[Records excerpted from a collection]
- Opening Delimiter -

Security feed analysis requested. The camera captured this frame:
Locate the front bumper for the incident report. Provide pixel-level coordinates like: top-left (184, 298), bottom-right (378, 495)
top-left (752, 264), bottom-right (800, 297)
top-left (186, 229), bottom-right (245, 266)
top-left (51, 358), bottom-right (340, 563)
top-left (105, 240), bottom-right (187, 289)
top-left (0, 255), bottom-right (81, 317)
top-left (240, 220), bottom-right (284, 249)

- Closing Delimiter -

What to produce:
Exact retyping of all the entries is required.

Exercise response:
Security feed analysis requested. The camera captured this frame:
Locate the front bumper for the incident report. Provide pixel-level coordinates like: top-left (184, 298), bottom-right (378, 495)
top-left (752, 264), bottom-right (800, 297)
top-left (186, 229), bottom-right (245, 266)
top-left (51, 358), bottom-right (340, 563)
top-left (105, 240), bottom-right (187, 289)
top-left (0, 255), bottom-right (81, 317)
top-left (240, 220), bottom-right (284, 249)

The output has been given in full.